5.i. DNRs can be written unilaterally, and even over the objections of the surrogate decision maker, according the AMA standards, if the physician believes that CPR would be futile. (Even without the benefit of the AMA standards, futility policies of a hospital, if they exist, could be invoked under the circumstances of the question.) Here, there are precious few medical facts given in the problem to support that conclusion, but they wouldn't be hard to imagine. A somewhat mechanical resolution would be to recognize that the agent's choice conflicts with the directive to physicians (assuming CPR falls within the definition of LST, and therefore a DNR order would be a decision about LSTs). Whichever one was executed later in time controls, according to the DPAHC statute. If that means Lurleen's choice trumps the directive, the dilemma doesn't go away. If that means the directive trumps Lurleen, that may give legal authority to write a DNR order, but it doesn't solve the human problem of how to deal with the opposition of the spouse. Another way out of this dilemma is to counsel with Lurleen, perhaps through an ethics committee consultation. Her opposition seems petulant and ill-advised, at least, and at worst bizarre. Perhaps with an opportunity to reflect on the implications of DNR vs. CPR, and with a little more confidence that the physicians are only trying to do the right thing, she will go along.

j. The OOHDNR bracelet wouldn't change much. First of all, it probably wasn't executed validly in the first place, since there is no indication on these facts that he had been certified to have a terminal condition, as required by the statute. Second, the OOHDNR doesn't have any force or effect once the patient is admitted to an acute care hospital. This means that once he was out of the ER and into the ICU, the question of DNR has to be independently assessed and decided.

Part II

1 False; principlism is derivable from both

2 True; JCAHO may require it, but not federal law

3 True; many states have such laws (or court decisions interpreting the WD statute)

### Required actions
(A) In the DNR answer key, according to the DPAHC statute, which one controls when the agent's choice conflicts with the directive to physicians?
(B) Please continue the DNR answer key, starting after its last line.

### Data under study

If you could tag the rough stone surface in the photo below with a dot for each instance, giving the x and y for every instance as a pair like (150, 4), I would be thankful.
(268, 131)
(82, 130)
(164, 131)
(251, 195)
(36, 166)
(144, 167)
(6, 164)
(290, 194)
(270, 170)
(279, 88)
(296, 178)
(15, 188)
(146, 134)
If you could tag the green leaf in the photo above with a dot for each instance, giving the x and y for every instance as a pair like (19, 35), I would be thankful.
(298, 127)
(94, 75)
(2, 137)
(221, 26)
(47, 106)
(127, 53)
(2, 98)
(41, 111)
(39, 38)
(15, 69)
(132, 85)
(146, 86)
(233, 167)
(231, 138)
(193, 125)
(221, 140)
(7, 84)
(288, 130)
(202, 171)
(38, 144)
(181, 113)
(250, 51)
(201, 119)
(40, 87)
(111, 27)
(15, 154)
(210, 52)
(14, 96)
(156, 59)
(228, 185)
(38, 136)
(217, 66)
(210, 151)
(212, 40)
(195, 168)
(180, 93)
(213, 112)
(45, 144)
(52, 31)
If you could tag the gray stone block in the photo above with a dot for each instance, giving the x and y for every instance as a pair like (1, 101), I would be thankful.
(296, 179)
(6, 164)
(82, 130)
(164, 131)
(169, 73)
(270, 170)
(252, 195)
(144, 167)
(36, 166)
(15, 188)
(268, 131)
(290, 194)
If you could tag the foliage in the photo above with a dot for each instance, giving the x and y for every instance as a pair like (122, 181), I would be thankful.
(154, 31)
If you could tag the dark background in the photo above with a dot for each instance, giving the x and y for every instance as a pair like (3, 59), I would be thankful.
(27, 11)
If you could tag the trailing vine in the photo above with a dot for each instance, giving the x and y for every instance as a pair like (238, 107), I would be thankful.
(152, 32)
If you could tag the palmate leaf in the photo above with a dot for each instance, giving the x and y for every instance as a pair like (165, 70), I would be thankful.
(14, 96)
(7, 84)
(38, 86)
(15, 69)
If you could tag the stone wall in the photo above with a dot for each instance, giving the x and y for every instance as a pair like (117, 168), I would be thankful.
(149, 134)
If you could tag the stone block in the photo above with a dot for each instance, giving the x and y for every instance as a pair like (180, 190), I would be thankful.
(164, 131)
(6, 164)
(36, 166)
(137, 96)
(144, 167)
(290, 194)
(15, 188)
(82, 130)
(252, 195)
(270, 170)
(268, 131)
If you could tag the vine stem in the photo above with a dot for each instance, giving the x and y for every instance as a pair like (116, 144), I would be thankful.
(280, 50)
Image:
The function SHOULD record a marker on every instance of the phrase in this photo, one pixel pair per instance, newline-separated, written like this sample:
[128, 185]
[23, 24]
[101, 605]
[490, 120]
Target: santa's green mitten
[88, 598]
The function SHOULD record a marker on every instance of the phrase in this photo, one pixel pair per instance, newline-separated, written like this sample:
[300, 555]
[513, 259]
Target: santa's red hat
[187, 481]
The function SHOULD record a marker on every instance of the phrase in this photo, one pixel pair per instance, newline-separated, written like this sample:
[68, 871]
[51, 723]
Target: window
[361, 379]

### Solved problems
(A) Whichever one was executed later in time controls.

(B)
4 True; the statute only applies to group health insurers

5 True; the only ban (except in Calif.) is on the use of federal funds

6 False; most states have not passed the necessary legislation and have seen prosecutions fail under existing laws

7 B; the better argument is that although the state law would not have allowed abortion at any time during the pregnancy, it's unconstitutional; therefore, the mom would have been legally entitled to terminate the pregnancy, and a wrongful birth claim would exist. Wrongful conception is just wrong on these facts, and wrongful life is a recognized cause of action only in 3 states, not including Texas. Full credit required a discussion of the impact of the state statute on the mom's ability to get a lawful abortion during the first or second trimester.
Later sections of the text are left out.